2023-11-13 20:18:20 INFO: mkdir -m 777 -p /mnt/data/mount/gs/fc-aou-datasets-controlled
Opening GCS connection...
Using mount point: /mnt/data/mount/gs/fc-aou-datasets-controlled
Opening bucket...
WARNING: gcsfuse invoked as root. This will cause all files to be owned by
root. If this is not what you intended, invoke gcsfuse as the user that will
be interacting with the file system.
Mounting file system...
File system has been successfully mounted.
ls: reading directory /mnt/data/mount/gs/fc-aou-datasets-controlled: Input/output error
Thanks for the report @KarlKeat.
I think that you are correct that there's something permissions related, though I too am not sure quite what it might be. I've tested the proposed change myself on a requester pays bucket (all outside of the AoU environment), and access seems to work fine.

Part of a data file
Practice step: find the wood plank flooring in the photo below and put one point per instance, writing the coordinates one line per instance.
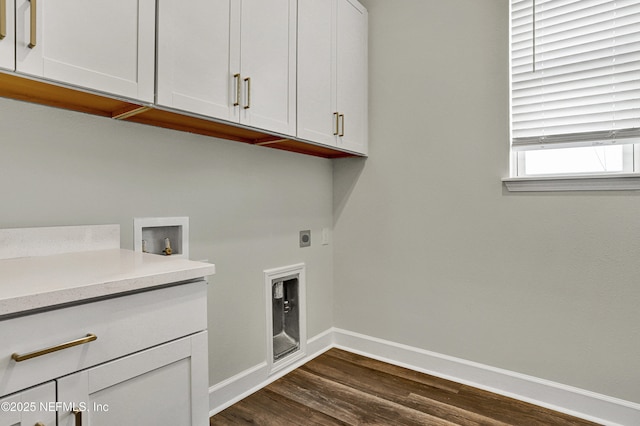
(342, 388)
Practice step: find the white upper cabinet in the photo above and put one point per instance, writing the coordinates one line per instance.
(7, 33)
(29, 407)
(194, 68)
(317, 71)
(230, 59)
(352, 78)
(103, 45)
(332, 74)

» **Directions**
A – Which lines in the gcsfuse mount thread end with an ellipsis?
B – Could you carry the gcsfuse mount thread forward from its last sentence?

» **Responses by task**
A –
Opening GCS connection...
Opening bucket...
Mounting file system...

B –
The one thing I was going to recommend was in your --script or --command to test:
gsutil ls gs://fc-aou-datasets-controlled, andgsutil cp gs://fc-aou-datasets-controlled/<some-file> .
I'd expect gsutil to be better at surfacing the underlying permissions issues than gcsfuse.
But do you have gsutil in your --image?
Lastly, I can suggest, from this issue adding the --debug_fuse flag in the hope of surfacing more detailed errors.
Hi @ccario83 and @KarlKeat !
We have released 0.4.10, which includes support for passing the user project to mounted buckets.
When you get the chance, please confirm if it resolves your issues.
Thanks!